(Dataset entries about object locations)
BEGIN
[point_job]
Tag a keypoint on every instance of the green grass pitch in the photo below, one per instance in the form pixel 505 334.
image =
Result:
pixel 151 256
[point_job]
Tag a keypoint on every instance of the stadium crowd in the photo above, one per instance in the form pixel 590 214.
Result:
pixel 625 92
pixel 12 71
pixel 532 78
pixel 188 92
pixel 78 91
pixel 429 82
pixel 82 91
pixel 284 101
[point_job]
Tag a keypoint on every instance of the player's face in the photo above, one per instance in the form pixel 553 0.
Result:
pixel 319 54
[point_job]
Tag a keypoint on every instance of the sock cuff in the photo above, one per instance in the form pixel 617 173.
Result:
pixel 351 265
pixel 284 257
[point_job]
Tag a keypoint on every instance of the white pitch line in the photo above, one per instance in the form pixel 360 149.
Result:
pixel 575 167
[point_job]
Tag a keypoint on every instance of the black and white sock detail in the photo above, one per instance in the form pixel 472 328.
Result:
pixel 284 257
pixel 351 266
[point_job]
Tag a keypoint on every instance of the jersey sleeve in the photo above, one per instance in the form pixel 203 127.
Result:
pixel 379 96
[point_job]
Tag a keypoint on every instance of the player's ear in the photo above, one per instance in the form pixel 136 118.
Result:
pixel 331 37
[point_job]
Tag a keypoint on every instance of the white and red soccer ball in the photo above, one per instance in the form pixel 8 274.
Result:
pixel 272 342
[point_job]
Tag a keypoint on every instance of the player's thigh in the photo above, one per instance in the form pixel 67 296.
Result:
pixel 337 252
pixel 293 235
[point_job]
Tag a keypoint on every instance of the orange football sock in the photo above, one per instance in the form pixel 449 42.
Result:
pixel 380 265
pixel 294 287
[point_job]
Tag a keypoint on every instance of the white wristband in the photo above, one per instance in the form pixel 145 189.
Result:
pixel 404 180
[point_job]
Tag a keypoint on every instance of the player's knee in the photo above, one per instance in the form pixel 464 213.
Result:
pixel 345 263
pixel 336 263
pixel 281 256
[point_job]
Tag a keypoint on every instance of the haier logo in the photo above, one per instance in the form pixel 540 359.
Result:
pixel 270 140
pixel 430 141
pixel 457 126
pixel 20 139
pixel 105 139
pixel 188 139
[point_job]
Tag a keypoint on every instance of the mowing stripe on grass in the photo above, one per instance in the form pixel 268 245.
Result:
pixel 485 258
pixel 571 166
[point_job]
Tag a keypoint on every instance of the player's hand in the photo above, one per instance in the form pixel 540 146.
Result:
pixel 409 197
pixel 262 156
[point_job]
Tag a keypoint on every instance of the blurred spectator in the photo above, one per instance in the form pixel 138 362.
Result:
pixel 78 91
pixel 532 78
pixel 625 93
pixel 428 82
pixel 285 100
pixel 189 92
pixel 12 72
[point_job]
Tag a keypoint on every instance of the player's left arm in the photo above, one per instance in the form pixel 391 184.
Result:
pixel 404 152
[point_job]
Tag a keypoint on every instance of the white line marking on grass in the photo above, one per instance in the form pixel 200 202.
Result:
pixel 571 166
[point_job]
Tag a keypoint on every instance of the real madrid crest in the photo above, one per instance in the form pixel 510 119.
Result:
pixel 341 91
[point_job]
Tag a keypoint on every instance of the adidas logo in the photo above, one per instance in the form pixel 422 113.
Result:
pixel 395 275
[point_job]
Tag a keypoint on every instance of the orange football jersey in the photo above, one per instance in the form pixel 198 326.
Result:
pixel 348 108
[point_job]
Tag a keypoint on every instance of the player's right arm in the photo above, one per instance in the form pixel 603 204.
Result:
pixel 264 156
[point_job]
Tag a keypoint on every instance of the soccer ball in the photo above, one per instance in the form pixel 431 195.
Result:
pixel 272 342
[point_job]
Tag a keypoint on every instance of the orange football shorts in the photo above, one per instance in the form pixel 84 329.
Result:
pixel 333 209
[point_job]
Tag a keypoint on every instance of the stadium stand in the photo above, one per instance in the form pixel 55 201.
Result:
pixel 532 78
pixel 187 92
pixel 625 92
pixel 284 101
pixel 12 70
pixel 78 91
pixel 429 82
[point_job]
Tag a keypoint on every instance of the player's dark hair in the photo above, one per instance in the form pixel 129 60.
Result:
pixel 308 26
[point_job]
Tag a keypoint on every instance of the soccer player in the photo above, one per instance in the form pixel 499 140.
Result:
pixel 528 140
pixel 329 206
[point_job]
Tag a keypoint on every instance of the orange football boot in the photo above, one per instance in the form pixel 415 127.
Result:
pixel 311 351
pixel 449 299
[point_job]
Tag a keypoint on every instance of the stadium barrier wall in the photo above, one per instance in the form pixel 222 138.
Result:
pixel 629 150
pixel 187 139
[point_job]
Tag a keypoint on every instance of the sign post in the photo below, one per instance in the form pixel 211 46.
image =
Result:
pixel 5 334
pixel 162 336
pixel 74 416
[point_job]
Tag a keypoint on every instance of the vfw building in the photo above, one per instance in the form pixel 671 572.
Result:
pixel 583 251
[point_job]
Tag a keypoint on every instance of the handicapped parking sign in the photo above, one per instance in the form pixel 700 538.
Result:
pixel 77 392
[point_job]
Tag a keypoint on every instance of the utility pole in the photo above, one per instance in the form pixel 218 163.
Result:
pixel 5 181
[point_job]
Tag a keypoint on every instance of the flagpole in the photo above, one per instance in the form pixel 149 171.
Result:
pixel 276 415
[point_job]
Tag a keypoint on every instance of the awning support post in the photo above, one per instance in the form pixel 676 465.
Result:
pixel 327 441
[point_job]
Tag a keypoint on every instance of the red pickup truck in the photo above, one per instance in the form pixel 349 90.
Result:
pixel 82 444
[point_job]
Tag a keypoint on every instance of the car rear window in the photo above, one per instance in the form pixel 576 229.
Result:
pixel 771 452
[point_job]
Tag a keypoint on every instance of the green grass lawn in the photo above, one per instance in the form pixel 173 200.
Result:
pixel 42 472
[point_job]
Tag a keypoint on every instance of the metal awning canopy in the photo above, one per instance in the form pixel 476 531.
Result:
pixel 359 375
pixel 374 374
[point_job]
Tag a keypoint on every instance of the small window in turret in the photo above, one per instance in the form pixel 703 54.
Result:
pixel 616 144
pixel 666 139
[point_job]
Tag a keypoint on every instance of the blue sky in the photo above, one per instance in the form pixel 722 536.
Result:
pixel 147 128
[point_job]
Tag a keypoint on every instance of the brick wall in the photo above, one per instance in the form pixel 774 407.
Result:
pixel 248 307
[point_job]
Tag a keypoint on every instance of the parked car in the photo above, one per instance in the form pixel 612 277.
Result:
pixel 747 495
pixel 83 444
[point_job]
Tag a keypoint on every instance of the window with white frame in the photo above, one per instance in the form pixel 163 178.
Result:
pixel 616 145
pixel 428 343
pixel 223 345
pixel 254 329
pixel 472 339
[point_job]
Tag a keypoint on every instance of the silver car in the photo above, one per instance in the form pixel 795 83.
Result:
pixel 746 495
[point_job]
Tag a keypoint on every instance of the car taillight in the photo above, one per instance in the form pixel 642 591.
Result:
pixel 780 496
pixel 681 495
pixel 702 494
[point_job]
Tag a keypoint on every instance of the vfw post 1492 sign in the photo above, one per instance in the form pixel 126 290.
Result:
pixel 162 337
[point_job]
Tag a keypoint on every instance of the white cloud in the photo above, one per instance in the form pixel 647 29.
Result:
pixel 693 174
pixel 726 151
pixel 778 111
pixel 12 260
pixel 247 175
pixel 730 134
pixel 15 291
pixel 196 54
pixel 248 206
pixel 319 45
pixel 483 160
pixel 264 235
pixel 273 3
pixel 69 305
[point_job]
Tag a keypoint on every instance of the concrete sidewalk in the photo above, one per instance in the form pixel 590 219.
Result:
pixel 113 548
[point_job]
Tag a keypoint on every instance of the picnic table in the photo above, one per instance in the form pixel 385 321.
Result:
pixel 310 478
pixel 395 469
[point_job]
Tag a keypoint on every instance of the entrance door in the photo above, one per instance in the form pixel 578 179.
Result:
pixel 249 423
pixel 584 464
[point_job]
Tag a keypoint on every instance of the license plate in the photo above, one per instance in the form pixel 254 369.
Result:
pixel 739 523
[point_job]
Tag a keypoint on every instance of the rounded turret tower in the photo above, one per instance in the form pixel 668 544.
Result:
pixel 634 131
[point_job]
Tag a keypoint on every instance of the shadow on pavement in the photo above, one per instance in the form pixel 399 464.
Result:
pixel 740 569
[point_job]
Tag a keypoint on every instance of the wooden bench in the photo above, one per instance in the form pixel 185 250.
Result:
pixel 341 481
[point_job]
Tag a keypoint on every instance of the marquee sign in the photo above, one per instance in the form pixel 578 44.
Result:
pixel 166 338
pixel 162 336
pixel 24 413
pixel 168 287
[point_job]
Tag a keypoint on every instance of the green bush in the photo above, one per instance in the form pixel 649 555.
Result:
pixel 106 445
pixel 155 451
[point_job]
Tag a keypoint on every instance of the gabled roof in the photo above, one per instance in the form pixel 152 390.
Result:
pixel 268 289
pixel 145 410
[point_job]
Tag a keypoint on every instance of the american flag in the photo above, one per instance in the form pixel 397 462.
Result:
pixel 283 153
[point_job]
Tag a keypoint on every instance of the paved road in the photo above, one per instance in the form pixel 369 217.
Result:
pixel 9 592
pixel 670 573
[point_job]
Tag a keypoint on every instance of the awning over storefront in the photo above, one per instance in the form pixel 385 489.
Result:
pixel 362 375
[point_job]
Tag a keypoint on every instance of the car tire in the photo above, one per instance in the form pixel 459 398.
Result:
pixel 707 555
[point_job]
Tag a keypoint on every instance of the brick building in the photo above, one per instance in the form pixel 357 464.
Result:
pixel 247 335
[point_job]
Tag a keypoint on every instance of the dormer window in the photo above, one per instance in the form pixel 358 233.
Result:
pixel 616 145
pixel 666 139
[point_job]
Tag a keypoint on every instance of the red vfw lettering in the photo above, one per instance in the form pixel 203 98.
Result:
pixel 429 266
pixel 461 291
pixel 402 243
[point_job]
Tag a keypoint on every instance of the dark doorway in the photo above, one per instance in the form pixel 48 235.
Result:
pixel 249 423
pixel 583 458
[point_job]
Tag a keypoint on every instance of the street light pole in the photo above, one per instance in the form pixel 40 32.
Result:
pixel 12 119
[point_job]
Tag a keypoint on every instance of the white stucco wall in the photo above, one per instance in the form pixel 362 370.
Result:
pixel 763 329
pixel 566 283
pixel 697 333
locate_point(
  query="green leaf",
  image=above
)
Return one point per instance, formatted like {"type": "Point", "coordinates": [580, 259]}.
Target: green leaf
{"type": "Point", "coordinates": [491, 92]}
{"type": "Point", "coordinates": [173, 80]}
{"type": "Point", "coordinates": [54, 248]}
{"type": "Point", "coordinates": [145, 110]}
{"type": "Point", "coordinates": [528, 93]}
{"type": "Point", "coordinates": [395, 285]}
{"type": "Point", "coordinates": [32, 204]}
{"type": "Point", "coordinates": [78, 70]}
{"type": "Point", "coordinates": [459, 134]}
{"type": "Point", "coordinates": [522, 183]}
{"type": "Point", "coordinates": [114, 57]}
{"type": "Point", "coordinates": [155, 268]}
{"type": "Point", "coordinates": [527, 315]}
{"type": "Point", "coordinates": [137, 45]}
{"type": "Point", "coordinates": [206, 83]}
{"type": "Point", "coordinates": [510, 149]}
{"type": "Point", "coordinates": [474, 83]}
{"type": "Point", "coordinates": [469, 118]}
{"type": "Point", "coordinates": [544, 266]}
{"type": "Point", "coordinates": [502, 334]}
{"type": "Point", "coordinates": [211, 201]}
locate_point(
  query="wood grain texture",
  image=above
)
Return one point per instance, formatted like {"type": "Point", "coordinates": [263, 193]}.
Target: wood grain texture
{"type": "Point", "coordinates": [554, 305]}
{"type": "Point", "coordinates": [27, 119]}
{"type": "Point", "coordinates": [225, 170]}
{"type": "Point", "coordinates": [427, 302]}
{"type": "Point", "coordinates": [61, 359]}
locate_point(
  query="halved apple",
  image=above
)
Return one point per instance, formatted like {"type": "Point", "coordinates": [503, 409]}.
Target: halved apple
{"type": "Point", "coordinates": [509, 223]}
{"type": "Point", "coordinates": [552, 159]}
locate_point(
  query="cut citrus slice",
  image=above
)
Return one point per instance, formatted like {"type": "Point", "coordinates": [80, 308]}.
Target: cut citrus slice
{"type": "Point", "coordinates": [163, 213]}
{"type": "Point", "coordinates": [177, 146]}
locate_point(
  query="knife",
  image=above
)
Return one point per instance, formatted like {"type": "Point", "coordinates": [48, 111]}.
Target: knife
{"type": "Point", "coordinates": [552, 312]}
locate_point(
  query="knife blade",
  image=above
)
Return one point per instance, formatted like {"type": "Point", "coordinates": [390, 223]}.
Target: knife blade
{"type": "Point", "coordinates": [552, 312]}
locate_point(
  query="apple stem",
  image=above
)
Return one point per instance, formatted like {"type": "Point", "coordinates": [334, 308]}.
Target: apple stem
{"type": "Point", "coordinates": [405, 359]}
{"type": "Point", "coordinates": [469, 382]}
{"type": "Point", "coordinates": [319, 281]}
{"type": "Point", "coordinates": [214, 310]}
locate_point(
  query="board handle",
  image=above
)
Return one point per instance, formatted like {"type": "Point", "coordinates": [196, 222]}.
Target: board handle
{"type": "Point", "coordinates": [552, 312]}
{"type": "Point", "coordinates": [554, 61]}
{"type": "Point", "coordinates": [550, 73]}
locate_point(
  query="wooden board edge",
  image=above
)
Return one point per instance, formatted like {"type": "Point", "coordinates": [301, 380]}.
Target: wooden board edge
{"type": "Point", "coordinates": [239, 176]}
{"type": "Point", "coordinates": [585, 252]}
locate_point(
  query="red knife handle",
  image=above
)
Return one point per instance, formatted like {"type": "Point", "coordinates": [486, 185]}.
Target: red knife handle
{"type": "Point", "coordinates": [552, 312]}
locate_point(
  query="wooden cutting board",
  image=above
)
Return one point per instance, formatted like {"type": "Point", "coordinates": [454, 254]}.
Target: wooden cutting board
END
Problem requirements:
Gather every line from the entries above that contains the word "sock", and copy each of those lines in full.

Right answer:
Tag a keypoint on every instance of the sock cuff in the photo above, one per instance in the form pixel 617 173.
Tag a keypoint on every instance of the black and white sock detail in the photo above, one per instance in the form pixel 472 328.
Tag a keypoint on every instance of the orange football sock in the photo above, one per instance in the form pixel 449 42.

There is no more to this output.